*TASK TO COMPLETE*
Write each line out exactly, leaving none out.

*ROWS*
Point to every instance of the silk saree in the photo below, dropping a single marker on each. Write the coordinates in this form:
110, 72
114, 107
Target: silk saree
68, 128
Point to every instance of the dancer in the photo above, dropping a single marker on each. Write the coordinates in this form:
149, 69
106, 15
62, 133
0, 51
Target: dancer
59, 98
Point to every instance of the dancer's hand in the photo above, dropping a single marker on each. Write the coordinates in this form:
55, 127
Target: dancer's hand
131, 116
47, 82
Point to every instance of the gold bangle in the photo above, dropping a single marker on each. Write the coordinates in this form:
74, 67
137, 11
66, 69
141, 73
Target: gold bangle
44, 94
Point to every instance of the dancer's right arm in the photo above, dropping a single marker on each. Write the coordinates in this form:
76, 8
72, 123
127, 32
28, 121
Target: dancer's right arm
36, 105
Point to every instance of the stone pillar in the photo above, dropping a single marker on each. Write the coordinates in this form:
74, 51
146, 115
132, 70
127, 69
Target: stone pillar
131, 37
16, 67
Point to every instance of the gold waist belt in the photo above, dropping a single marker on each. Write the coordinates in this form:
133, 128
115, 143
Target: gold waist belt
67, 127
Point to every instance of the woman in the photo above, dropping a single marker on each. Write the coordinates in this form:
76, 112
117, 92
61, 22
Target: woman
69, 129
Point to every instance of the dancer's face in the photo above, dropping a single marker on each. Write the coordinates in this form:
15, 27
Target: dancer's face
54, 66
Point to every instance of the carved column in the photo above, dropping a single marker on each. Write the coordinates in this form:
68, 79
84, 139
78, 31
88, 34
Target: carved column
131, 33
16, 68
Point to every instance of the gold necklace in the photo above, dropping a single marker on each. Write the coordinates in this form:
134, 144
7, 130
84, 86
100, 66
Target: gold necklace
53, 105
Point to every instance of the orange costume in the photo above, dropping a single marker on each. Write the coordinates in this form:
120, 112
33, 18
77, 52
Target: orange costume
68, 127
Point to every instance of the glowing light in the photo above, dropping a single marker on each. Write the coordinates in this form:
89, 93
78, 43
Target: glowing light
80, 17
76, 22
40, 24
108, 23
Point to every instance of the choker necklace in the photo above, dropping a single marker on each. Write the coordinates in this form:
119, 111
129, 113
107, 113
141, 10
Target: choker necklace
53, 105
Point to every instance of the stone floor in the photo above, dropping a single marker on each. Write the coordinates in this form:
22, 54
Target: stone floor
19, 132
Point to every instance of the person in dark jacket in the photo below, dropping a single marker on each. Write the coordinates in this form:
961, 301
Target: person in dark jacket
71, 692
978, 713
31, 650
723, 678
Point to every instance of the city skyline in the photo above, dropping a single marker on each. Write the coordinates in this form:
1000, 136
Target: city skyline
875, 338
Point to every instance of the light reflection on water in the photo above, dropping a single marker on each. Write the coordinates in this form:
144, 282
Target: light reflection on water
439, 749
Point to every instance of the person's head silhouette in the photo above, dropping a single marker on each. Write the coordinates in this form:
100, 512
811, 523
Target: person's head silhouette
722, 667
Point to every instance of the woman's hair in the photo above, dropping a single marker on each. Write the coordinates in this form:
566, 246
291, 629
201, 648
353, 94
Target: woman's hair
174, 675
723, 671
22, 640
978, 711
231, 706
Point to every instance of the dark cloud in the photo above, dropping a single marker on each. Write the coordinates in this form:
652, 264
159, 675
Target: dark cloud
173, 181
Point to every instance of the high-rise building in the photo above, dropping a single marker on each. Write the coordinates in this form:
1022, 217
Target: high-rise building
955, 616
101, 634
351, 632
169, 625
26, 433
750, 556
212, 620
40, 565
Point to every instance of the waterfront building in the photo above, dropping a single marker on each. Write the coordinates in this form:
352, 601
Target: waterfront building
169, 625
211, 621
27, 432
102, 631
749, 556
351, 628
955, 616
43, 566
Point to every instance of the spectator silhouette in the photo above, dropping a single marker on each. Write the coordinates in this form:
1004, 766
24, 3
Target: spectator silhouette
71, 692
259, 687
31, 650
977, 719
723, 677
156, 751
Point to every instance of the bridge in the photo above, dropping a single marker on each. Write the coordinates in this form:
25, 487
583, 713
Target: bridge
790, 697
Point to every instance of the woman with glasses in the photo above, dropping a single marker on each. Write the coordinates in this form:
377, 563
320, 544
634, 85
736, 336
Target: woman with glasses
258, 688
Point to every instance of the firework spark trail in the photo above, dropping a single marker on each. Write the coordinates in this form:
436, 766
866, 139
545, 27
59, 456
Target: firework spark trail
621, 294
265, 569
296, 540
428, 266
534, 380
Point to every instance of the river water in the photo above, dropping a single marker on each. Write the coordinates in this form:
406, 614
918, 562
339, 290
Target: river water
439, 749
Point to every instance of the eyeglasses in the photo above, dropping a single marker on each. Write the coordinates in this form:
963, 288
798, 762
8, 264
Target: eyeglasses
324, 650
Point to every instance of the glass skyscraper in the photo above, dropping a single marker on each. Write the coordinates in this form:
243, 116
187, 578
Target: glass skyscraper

*EXERCISE OUTPUT*
Point to every instance of the silk saree in the photo below, dropping a single marker on each. Write the coordinates in this form:
110, 72
114, 107
Target: silk saree
68, 128
Point to every instance of the dancer in the photo above, dropping a single marker on each. Write the coordinates in this form:
149, 69
106, 15
62, 133
0, 51
Target: dancer
59, 98
Point to every instance of the dancer's hand in the photo above, dropping a single marker on each. Write the coordinates in this form:
55, 127
Target: dancer's hand
131, 116
47, 82
Point to every instance of the gold bangle in the photo above, dropping a single marker on each. Write the coordinates in this form:
74, 67
137, 11
66, 69
141, 73
Target: gold bangle
44, 94
Point to every instance of the dancer's right arm in the photo above, dropping a single marker on each. Write the coordinates in this form:
76, 8
72, 123
127, 32
28, 121
Target: dancer's right arm
36, 105
Point to every instance of the stone pillar in the photo above, dropping a single marker on each. Write the coordinates in this form:
74, 51
146, 115
132, 70
127, 69
Target: stone pillar
131, 37
16, 67
Point to every instance of the gold waist belt in the photo above, dropping a single marker on each. Write the coordinates in this form:
133, 128
115, 143
Target: gold waist belt
67, 127
Point to every instance of the woman in the photo above, dropping a single marker on each. Write the coordinates in this form:
76, 112
117, 92
61, 22
Target: woman
69, 129
Point to every instance of the dancer's face in the photo above, dropping a single marker on each. Write the coordinates in this form:
15, 27
Target: dancer's face
54, 66
Point to every instance of the carved column in the photo above, dropping a single marker on each. Write the coordinates in this form:
68, 79
84, 139
78, 31
88, 34
Target: carved column
131, 33
16, 68
Point to every instance of the gold necklace in the photo above, dropping a single marker on each. Write the coordinates in this form:
134, 144
7, 130
84, 86
100, 66
Target: gold necklace
53, 105
Point to every instance of the orange costume in the photo above, dropping a single marker on each. Write the coordinates in this form:
120, 112
33, 18
77, 52
Target: orange costume
68, 127
Point to every instance of the glowing light in the photo above, dropping a single marker on each. Write the coordinates in this form:
89, 93
78, 43
Target: glowing light
80, 17
76, 22
40, 24
108, 23
Point to every instance of the choker necklace in the photo above, dropping a single marker on each. Write the coordinates in this form:
119, 111
129, 113
107, 113
141, 10
Target: choker necklace
53, 105
Point to every instance of the stone floor in the photo above, dropping a single marker on each. Write the coordinates in this form:
22, 54
Target: stone floor
19, 132
Point to every instance of the person in dark jacket in the photo below, dropping a single marker on each. Write the coordinates in this form:
961, 301
Target: person in dark jacket
71, 692
978, 713
31, 650
723, 678
Point to every instance of the city skyline in the photo above, dropping a single marker on each. Write the coordinates in this form:
1000, 136
Target: city skyline
875, 338
Point to every instance of the light reflection on water in the photo above, dropping a single marker on each. Write the coordinates in this form:
144, 282
Target: light reflection on water
439, 749
Point to every instance of the person's head silhouette in the photo above, dropping a single marker on each. Write the coordinates in this form:
100, 512
811, 523
Target: person's head silhouette
722, 667
Point to every instance of the woman's hair in the photo above, dropping a single marker on each. Write the coordinates in this form:
566, 246
291, 629
201, 648
353, 94
Target: woman's hair
174, 675
723, 671
22, 640
978, 711
231, 706
Point to every instance of the dark cloud in the photo above, dropping a single marker on each. Write the coordinates in this form:
652, 264
159, 675
Target: dark cloud
173, 181
Point to every instance of the high-rise building in the photo above, dropping a single marker on each. Write the coordinates in this form:
1022, 217
Target: high-rise building
955, 616
101, 634
351, 632
169, 625
26, 433
750, 556
212, 620
40, 565
Point to every instance of the waterfront building in the photo above, dropping a single marker on each. Write the coordinates in this form:
352, 601
Target: waterfront building
169, 625
211, 621
27, 432
102, 631
749, 556
351, 628
955, 616
43, 566
Point to every instance of the spectator silhouette in the photo above, dropping a single marker on each. Write the coordinates in this form:
1004, 766
24, 3
Target: spectator silhouette
71, 692
259, 687
31, 650
977, 719
723, 677
156, 751
Point to every instance of the bridge in the photo above, dropping a single marker on each. Write the coordinates in this form:
25, 487
583, 713
Target: bridge
790, 697
Point to every instance of the woman with glasses in the photo above, dropping a single marker on each. Write the coordinates in this form:
377, 563
320, 544
634, 85
736, 336
Target: woman with glasses
258, 688
Point to every instance of the firework spark trail in the photo above, dropping a single marker on each. Write the coordinates in this form:
436, 766
866, 139
545, 27
59, 456
Target: firework spark trail
621, 294
265, 569
296, 540
428, 266
534, 380
Point to every instance of the river water in the photo above, dropping a single marker on each. Write the coordinates in this form:
406, 614
918, 562
339, 290
Target: river water
439, 749
Point to every instance of the eyeglasses in the photo above, dropping a single marker on each. Write the coordinates in this form:
963, 288
798, 762
8, 264
Target: eyeglasses
324, 650
Point to every instance of the glass skyscraper in the photo above, dropping a single marker on each. Write the coordinates in this form:
243, 116
187, 578
Target: glass skyscraper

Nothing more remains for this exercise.